• _Data_:

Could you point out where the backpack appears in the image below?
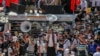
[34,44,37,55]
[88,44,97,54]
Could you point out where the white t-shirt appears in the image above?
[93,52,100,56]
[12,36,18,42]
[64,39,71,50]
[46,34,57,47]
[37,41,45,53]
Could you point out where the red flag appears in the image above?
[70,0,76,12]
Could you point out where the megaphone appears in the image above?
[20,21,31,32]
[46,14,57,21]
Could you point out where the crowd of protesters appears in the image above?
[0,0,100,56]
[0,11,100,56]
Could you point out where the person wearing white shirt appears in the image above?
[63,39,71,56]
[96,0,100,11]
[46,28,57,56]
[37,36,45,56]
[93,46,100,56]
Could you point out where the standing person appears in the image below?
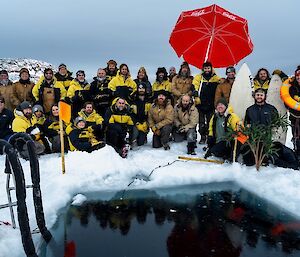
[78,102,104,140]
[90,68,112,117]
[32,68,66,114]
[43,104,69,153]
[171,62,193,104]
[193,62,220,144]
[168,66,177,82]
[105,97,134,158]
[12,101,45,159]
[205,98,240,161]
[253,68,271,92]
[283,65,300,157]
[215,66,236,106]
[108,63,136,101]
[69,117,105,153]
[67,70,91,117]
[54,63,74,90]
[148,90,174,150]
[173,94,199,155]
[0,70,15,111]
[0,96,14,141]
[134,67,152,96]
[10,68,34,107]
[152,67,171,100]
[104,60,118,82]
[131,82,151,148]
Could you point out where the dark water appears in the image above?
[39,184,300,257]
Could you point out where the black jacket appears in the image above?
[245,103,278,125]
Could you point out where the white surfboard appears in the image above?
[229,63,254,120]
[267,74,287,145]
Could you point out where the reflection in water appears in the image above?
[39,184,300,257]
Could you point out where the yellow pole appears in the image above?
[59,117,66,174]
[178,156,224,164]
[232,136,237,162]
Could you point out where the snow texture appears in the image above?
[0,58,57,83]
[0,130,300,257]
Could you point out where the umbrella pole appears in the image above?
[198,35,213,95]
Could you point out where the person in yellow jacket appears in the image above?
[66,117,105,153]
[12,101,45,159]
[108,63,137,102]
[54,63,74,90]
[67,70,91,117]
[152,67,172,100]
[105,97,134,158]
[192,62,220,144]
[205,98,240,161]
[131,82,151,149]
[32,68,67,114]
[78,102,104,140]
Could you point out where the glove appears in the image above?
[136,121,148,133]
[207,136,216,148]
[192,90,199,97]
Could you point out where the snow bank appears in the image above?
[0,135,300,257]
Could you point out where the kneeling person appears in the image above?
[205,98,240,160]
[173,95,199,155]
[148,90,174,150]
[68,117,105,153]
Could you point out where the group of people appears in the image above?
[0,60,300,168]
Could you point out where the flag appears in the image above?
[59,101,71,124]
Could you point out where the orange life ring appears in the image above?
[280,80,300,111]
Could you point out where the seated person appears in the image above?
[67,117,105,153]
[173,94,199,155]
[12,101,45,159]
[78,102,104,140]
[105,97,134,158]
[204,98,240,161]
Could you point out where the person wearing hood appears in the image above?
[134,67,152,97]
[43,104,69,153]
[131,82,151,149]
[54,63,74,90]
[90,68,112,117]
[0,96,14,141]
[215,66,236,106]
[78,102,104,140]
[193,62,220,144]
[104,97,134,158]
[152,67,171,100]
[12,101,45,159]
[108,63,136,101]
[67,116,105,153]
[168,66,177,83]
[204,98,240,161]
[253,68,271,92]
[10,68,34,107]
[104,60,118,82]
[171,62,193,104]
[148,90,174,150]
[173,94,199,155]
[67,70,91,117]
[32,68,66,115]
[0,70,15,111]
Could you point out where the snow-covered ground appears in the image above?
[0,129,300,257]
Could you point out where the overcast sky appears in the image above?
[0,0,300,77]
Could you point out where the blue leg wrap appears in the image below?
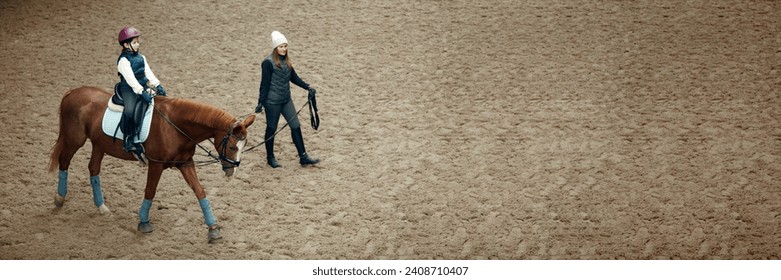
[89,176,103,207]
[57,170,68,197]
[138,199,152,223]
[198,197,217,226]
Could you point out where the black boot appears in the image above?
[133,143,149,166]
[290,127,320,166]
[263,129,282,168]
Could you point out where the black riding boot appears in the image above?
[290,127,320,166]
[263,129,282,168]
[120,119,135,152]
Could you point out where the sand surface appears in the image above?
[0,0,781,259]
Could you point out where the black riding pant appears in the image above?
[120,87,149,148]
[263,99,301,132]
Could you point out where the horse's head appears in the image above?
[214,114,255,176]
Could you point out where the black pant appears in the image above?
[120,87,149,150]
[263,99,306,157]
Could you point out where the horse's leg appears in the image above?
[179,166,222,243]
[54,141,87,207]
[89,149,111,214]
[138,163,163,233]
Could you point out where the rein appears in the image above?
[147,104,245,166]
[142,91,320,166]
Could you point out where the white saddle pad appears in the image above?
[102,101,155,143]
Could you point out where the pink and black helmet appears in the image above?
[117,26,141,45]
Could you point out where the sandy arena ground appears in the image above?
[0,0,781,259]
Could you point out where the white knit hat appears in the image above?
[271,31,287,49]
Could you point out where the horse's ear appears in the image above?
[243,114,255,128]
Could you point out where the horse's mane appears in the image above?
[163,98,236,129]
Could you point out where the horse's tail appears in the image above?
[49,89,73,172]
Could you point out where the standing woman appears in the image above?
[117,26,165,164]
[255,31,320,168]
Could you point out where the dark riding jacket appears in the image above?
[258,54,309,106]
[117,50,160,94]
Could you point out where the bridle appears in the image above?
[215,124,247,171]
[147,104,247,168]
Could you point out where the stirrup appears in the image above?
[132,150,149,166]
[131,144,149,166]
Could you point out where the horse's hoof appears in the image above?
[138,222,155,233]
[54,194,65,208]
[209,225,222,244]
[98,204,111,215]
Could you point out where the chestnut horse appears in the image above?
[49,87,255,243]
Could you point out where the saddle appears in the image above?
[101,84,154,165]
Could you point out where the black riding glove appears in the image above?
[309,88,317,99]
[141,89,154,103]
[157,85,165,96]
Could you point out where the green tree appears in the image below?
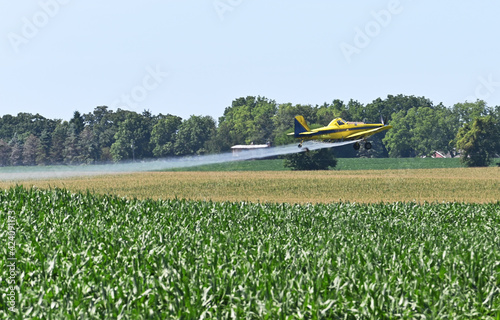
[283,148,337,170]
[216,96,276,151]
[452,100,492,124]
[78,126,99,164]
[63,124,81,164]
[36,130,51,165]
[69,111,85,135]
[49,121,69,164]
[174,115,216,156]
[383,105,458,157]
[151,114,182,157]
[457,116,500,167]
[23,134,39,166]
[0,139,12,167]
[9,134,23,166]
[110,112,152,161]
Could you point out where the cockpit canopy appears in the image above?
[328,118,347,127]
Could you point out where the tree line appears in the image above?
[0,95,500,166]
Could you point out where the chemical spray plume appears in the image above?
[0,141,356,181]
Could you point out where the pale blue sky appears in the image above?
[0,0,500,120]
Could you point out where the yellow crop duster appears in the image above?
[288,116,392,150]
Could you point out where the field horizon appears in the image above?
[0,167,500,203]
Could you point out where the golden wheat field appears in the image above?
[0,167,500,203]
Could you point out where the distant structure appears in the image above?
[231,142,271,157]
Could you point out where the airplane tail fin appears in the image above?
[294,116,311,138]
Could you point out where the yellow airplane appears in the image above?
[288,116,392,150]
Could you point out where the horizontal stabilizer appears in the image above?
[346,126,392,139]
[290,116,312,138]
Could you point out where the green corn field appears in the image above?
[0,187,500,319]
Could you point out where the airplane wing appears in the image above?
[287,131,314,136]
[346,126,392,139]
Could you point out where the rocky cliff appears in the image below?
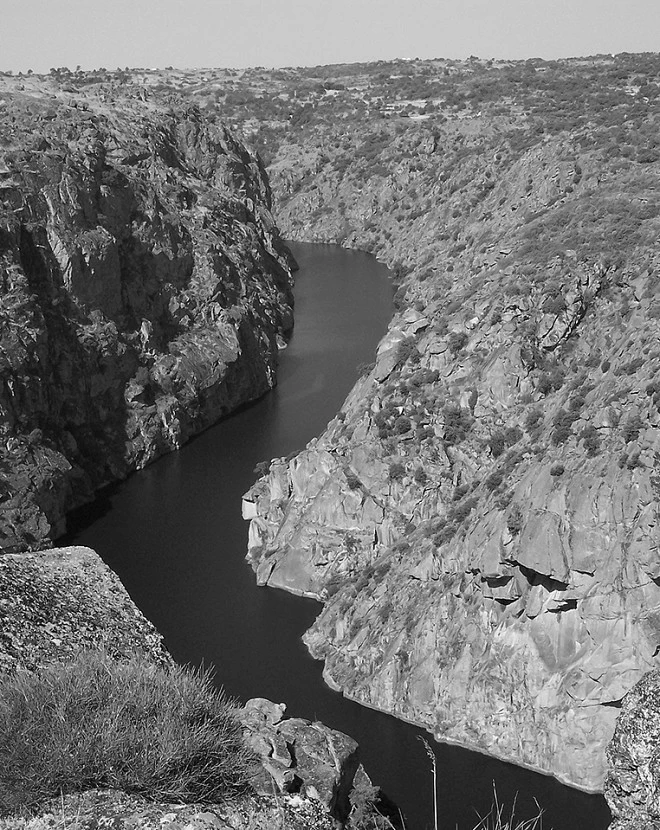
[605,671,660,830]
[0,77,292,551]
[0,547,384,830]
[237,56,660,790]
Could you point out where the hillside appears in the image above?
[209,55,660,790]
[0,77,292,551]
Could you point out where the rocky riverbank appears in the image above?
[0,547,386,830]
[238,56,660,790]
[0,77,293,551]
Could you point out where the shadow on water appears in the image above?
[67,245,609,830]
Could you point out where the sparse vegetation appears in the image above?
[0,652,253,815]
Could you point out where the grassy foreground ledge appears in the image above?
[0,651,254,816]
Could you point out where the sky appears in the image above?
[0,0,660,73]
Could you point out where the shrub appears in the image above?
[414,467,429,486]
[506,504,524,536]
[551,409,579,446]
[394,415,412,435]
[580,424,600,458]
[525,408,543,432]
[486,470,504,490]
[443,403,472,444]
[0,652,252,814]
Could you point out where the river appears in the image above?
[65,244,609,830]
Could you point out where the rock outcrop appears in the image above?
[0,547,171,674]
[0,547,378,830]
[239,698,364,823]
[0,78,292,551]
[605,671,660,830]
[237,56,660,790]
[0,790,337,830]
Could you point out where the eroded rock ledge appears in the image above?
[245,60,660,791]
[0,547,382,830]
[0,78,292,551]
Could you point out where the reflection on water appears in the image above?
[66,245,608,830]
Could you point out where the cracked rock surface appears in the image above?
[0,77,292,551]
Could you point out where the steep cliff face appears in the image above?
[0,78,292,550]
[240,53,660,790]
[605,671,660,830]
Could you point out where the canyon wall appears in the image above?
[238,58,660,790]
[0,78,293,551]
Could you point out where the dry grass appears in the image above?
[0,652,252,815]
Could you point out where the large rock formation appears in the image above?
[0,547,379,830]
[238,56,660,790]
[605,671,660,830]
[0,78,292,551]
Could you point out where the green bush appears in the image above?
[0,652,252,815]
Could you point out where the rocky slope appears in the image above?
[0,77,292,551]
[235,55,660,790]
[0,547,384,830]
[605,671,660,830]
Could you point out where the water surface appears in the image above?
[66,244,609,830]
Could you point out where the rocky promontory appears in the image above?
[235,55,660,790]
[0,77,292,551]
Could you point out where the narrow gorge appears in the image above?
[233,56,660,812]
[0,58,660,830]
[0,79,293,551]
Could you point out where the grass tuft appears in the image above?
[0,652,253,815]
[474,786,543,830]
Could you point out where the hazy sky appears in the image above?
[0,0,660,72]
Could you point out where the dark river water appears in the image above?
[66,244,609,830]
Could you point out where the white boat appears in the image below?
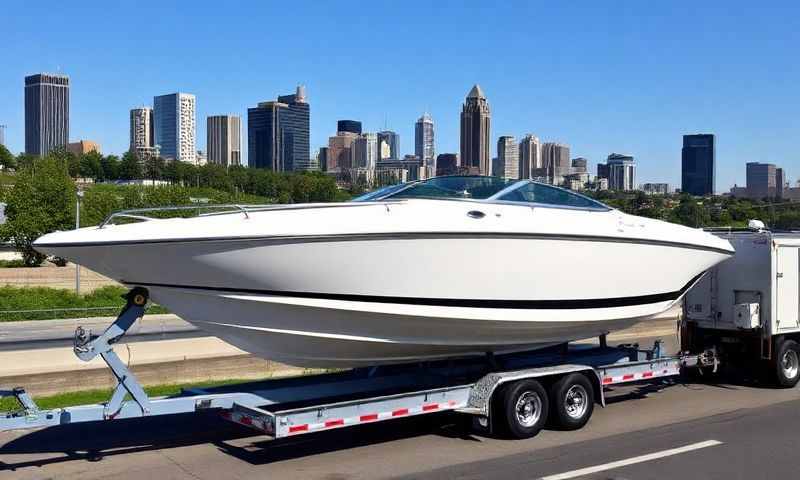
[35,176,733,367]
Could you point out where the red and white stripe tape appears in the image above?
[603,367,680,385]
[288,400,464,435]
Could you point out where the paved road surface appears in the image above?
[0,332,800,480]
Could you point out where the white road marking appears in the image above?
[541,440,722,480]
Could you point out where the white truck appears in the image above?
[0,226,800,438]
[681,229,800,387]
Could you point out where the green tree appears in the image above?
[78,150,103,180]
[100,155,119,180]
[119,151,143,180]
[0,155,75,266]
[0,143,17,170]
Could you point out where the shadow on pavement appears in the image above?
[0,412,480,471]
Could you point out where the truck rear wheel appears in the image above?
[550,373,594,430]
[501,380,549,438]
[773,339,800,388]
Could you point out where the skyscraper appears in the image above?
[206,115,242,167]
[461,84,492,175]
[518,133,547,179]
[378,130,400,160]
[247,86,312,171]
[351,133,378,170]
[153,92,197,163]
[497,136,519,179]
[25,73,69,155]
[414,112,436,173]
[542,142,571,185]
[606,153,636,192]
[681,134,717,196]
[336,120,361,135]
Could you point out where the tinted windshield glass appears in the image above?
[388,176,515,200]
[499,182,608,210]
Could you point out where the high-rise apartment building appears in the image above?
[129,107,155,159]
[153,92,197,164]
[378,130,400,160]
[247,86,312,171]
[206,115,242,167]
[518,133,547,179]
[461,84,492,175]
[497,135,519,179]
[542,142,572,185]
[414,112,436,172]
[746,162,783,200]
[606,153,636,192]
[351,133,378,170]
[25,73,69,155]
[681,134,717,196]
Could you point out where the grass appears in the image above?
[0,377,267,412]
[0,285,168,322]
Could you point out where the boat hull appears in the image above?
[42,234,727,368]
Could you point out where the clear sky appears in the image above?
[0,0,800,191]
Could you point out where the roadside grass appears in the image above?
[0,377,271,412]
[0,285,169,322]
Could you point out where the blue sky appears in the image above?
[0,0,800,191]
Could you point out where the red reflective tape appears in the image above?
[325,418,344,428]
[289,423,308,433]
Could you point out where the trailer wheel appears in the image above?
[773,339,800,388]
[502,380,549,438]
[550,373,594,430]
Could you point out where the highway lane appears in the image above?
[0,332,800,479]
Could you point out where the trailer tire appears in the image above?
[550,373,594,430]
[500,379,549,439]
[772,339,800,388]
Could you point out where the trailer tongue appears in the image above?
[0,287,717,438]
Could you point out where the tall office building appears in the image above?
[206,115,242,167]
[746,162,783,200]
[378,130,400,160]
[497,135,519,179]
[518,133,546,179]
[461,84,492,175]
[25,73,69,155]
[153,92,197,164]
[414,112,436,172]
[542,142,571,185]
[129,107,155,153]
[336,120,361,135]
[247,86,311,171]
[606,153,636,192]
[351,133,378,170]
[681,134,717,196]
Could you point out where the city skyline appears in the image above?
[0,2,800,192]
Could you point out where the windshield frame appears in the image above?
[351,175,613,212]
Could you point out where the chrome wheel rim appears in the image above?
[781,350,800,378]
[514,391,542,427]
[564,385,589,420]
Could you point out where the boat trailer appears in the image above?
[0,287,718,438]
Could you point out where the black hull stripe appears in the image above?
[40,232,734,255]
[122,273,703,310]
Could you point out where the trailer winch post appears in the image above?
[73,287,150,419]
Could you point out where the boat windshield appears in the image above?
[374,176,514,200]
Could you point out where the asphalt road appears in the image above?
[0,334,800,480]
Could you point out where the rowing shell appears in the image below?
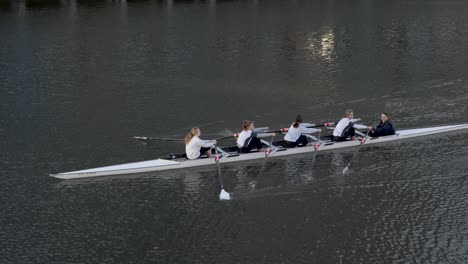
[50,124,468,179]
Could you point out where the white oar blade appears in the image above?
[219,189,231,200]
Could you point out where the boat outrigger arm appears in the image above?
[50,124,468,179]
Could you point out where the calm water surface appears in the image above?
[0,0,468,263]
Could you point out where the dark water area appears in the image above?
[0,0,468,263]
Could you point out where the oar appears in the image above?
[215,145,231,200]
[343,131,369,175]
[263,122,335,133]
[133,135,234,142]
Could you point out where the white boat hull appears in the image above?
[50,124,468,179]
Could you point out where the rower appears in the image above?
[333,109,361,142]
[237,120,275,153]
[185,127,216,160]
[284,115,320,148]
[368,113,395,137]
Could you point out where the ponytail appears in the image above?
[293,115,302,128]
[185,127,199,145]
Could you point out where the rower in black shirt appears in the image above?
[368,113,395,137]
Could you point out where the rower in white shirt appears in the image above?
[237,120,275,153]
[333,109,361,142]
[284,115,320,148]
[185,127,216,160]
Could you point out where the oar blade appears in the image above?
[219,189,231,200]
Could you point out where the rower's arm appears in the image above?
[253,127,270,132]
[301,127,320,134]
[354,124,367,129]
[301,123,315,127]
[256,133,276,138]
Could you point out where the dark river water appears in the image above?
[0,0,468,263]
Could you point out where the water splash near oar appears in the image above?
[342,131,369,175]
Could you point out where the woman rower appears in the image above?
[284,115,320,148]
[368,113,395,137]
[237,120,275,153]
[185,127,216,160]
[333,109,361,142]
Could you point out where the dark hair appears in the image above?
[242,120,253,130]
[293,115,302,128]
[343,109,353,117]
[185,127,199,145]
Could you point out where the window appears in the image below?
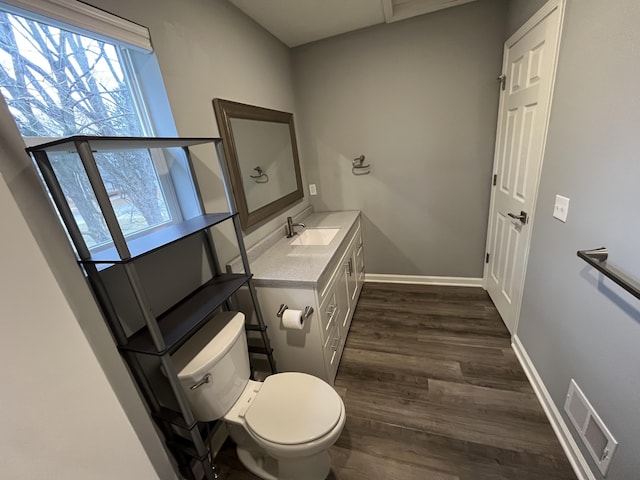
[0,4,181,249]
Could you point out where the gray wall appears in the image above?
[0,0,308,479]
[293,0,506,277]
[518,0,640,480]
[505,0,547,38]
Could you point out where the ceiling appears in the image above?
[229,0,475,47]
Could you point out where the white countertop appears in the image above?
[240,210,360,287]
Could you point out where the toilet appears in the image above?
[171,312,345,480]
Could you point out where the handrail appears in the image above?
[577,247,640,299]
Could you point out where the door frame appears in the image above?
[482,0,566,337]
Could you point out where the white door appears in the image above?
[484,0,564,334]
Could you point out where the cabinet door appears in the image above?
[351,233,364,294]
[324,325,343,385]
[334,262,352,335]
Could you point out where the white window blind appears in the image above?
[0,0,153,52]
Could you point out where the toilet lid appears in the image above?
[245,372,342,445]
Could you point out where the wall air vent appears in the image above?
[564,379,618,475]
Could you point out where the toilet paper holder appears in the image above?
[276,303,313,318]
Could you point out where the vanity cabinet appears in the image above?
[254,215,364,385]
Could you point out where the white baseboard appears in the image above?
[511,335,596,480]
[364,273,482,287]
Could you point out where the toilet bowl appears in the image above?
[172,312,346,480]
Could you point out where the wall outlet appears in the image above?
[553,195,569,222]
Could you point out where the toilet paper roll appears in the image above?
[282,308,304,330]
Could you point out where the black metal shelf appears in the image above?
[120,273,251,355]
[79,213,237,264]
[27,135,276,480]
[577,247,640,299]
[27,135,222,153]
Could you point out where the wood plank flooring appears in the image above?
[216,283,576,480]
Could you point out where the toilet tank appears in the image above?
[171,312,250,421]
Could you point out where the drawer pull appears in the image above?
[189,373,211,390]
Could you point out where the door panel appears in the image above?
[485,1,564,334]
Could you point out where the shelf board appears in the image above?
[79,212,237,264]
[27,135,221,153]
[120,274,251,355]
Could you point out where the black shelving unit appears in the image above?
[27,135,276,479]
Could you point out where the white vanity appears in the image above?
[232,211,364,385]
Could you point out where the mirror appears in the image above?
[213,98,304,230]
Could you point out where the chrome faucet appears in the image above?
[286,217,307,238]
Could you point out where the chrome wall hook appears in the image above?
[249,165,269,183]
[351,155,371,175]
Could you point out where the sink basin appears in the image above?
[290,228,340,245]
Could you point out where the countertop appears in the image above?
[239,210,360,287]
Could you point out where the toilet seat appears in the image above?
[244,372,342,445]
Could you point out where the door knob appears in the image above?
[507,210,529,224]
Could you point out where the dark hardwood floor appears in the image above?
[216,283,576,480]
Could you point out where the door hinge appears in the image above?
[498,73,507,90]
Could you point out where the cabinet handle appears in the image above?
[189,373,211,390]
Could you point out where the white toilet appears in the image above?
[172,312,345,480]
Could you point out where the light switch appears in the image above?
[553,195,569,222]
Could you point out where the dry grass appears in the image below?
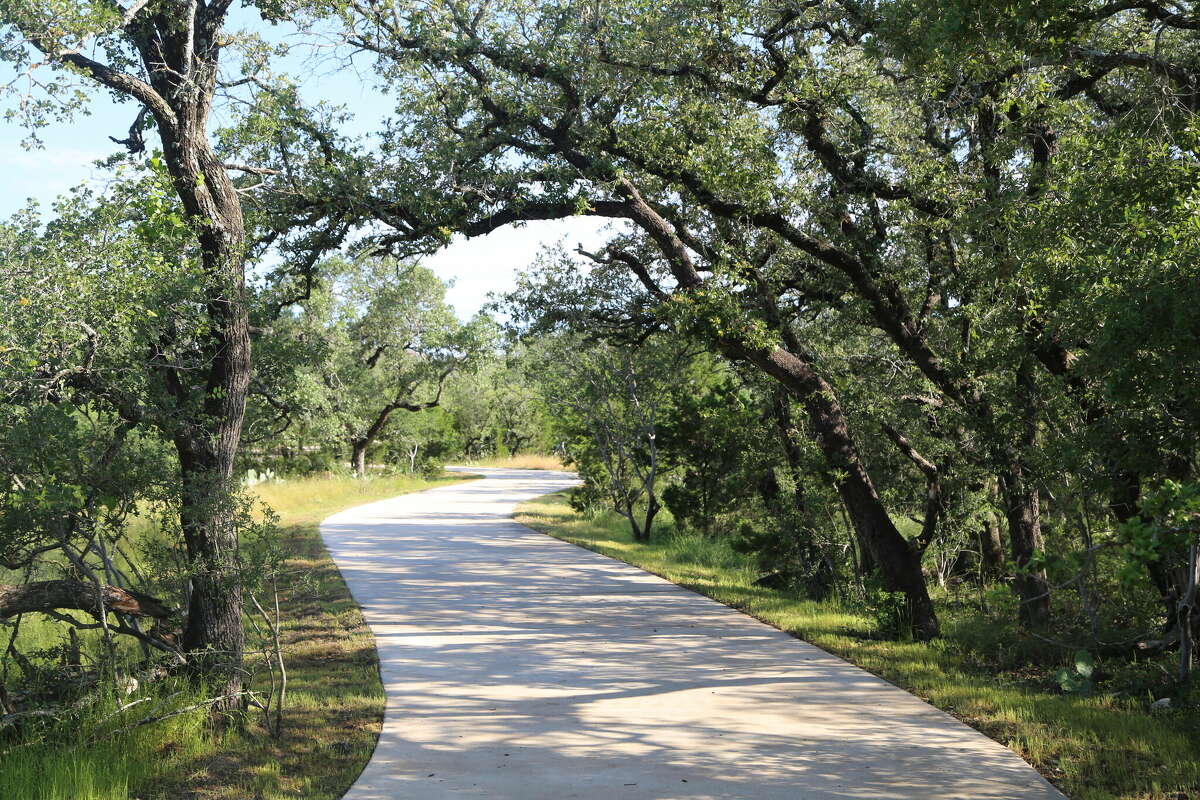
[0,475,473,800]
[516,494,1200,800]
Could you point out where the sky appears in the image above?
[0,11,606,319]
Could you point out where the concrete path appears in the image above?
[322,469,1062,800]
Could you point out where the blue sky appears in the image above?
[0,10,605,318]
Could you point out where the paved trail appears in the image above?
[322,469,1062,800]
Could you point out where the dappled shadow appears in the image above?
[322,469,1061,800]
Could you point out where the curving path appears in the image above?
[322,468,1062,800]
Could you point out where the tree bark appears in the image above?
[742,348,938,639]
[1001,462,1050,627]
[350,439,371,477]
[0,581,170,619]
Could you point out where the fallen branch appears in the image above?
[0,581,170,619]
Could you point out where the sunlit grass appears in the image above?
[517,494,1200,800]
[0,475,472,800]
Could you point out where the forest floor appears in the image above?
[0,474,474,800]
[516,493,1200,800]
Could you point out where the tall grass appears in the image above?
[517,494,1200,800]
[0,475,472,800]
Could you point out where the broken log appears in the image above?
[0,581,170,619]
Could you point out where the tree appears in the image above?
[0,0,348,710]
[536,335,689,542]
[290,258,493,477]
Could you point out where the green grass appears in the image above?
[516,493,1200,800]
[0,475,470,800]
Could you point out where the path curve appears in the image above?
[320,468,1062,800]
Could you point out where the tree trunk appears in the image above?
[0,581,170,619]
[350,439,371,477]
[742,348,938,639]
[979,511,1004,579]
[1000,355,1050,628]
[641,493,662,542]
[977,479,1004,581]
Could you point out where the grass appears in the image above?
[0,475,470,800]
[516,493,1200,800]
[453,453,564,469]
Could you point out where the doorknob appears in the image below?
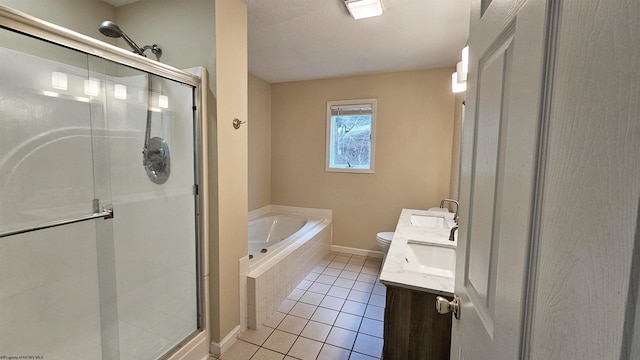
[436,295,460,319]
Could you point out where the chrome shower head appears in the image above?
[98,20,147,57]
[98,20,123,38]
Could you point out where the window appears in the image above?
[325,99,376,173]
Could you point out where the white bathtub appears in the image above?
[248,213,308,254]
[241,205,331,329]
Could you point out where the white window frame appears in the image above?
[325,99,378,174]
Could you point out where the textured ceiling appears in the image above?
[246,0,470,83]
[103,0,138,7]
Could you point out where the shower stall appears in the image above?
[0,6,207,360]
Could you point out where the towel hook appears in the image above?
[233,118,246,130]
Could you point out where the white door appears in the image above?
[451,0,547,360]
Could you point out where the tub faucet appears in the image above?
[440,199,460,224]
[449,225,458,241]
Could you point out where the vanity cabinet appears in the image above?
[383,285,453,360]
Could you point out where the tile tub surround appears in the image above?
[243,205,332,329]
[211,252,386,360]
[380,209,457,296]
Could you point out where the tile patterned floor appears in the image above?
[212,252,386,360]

• _Problem to work on_: Rewrite the data between the line containing "Could you point out where the roadside" and the line containing "[772,339,800,388]", inclusive, as a numbered list, leaving out any blank lines.

• _Problem solution_:
1. Could you point out where the roadside grass appears in the image above?
2. [0,377,271,412]
3. [0,285,169,322]
4. Could you point out where the blue sky appears in the image above?
5. [0,0,800,191]
6. Could you point out where the red reflective tape appears in the image above?
7. [325,418,344,428]
8. [289,423,308,433]
9. Could you point out where the trailer wheel appears in the image above?
10. [773,339,800,388]
11. [502,380,549,438]
12. [550,373,594,430]
13. Could you point out where the highway lane appears in the image above?
14. [0,332,800,479]
15. Could you point out where the trailer tire appears in the image above?
16. [550,373,594,430]
17. [500,379,549,439]
18. [772,339,800,388]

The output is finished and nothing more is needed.